:: Given exercise ::
From the entries below, copy each line that contains the string "Grasping" and leave out all other lines.

:: Listing ::
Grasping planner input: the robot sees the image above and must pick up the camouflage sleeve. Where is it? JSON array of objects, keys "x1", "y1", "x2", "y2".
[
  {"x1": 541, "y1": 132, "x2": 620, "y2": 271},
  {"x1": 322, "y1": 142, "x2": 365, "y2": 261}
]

:: Exercise answer ::
Grasping planner input: the robot sees the image above and must pick up the camouflage sleeve. Where is it? JSON array of objects, keys "x1", "y1", "x2", "y2".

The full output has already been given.